*** GIVEN DATA ***

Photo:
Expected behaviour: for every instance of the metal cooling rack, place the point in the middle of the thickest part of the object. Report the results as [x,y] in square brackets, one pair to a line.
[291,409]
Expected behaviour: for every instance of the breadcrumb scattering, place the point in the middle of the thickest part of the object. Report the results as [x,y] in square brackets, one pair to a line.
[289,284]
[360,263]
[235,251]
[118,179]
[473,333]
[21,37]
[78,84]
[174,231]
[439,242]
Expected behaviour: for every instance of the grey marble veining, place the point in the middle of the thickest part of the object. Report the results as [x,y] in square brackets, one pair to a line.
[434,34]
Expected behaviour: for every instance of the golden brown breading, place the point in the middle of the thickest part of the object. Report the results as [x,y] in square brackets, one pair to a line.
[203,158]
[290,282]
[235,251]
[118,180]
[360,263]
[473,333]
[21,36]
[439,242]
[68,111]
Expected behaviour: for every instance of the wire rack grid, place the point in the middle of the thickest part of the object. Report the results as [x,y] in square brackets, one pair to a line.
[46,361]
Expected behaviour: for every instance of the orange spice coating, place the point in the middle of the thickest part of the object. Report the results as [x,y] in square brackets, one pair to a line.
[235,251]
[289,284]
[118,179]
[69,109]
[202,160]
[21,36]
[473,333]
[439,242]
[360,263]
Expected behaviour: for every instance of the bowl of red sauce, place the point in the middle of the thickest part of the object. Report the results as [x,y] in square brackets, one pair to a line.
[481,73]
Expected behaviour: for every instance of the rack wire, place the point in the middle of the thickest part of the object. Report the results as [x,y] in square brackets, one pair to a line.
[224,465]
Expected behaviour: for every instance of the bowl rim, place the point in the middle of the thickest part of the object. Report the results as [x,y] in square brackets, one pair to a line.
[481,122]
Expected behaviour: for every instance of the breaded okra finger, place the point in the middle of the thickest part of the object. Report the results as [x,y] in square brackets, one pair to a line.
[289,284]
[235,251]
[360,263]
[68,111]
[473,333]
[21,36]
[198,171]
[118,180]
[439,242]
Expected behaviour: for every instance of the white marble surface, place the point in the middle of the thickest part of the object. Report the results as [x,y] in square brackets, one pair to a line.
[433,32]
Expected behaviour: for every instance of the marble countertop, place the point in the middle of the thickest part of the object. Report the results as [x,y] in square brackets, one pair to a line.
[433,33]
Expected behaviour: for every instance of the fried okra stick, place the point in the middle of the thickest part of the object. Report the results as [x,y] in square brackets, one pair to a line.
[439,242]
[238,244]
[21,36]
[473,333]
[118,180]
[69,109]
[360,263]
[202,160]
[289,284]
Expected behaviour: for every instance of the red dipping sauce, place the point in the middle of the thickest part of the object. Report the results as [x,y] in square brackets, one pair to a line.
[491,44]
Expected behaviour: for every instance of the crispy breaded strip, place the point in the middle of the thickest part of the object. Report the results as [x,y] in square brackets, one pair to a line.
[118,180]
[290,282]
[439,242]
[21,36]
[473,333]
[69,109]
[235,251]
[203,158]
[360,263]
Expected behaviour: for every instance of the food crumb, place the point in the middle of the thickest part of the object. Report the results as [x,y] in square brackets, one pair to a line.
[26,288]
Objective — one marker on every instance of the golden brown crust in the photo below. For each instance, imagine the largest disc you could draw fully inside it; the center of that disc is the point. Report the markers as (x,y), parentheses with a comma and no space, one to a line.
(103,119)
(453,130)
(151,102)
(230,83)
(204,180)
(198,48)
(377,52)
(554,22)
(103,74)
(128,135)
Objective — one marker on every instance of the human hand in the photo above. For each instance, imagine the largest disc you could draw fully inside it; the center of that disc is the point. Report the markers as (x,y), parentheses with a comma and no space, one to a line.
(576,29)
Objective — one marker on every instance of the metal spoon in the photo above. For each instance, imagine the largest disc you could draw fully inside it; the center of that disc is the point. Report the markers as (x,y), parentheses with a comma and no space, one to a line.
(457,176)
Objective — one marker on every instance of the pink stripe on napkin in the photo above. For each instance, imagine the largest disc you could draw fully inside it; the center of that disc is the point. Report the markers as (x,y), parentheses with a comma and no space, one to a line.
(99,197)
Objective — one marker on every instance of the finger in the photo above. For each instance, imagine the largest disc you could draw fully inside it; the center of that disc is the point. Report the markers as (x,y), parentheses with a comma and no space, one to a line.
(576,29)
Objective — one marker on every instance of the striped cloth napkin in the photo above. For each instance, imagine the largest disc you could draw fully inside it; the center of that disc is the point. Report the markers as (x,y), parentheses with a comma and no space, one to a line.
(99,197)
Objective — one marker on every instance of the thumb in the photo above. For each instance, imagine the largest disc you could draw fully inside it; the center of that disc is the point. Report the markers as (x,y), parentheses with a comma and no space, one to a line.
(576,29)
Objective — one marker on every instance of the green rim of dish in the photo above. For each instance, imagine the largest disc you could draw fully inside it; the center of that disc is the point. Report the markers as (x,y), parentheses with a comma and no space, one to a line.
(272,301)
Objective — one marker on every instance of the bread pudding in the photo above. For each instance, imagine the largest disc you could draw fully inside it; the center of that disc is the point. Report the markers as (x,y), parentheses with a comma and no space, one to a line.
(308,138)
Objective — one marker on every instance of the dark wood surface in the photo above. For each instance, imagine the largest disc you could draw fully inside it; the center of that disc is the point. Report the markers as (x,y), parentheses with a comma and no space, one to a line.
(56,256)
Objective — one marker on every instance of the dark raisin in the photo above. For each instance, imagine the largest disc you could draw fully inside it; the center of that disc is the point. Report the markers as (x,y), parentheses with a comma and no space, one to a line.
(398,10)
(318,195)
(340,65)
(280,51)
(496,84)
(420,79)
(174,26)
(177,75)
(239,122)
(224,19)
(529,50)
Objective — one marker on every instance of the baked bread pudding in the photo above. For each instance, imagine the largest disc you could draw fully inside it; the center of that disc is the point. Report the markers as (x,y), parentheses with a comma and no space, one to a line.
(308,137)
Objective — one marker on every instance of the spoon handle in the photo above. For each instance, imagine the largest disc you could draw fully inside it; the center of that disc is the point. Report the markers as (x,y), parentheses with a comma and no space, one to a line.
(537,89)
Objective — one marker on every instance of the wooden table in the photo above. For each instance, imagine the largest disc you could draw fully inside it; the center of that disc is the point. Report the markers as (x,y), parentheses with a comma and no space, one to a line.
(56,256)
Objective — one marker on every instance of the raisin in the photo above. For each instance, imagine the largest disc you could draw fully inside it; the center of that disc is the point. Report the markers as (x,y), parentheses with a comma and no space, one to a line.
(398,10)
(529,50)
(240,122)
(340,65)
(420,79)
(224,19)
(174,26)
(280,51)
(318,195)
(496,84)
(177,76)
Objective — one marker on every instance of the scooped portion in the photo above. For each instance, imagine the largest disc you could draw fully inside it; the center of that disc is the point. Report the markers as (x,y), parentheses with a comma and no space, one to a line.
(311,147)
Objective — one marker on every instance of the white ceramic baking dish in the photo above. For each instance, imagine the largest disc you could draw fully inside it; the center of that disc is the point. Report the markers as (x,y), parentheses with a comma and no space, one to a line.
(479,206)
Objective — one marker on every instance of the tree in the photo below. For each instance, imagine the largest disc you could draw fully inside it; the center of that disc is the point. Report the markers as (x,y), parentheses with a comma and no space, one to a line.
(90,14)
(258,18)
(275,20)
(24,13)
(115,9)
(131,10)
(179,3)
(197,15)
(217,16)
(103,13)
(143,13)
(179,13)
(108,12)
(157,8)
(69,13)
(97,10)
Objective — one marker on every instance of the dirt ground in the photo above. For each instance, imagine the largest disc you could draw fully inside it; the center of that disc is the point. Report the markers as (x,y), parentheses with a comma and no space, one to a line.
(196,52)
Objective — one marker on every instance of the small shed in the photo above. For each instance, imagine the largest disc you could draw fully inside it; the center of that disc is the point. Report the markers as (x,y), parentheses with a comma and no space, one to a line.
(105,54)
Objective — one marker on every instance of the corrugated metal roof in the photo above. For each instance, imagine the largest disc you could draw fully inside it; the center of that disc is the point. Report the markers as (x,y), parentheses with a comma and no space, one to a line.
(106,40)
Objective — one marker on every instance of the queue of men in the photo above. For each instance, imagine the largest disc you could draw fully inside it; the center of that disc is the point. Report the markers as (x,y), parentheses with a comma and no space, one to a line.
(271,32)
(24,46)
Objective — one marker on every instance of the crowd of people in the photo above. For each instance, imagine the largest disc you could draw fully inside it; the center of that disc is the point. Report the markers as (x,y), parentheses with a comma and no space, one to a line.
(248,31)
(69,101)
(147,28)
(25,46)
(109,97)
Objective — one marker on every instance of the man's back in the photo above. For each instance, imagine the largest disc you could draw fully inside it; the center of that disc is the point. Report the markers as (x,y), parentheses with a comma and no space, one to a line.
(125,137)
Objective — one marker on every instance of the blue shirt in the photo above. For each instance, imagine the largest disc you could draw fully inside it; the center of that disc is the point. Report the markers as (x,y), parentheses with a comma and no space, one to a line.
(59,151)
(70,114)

*** End of GIVEN DATA ***

▶ [TASK OBJECTIVE]: Which lines run from the one holding "Objective — one marker on every instance of the small" through the end of the data? Write them out exactly, ends included, and add nothing.

▶ [WORKED SOLUTION]:
Objective — one marker on every instance of the small shed in the photo above. For each instance, imagine the largest disc you could draw fully inside it; the center of that disc is the point. Report the markers as (x,y), parentheses with a comma and no space, one to a line.
(105,54)
Objective — one marker on every instance of the corrugated metal roof in the photo above. For each instance, imagine the largest disc you could draw fully inside it; the center of that disc is the point. Report the markers as (x,y), parentheses with a comma and no space, one to a line.
(106,40)
Objective — one marker on every instance of the queue of men in the photo above. For each instance, imagine the largest disc you could draw fully inside it; the center of that disc is the point. Report the markers as (x,y), parentheses with a comma and no space, one to a line.
(271,32)
(24,46)
Objective — one marker on every instance of the crowd of people in the photo above. For each instance, imagine the largest disc you could draw fully inside it; the center of that disc is the point. Report the markers as (x,y), parentheses with a comma and no space, one to a line.
(248,31)
(69,101)
(147,28)
(25,46)
(109,97)
Objective — one marker on every instance of the man's back in the photo above. For each instance, imagine the largest disc you could draw fully inside it; the center of that disc is the point. Report the markers as (x,y), parentheses with a comma and no space, one to a line.
(125,137)
Objective — one marker on every instance of the blue shirt in the photo above. For each instance, imagine the largest disc you could draw fully inside it; the center of that disc is the point. Report the markers as (x,y), parentheses with a comma and no space, one to a line.
(59,151)
(70,114)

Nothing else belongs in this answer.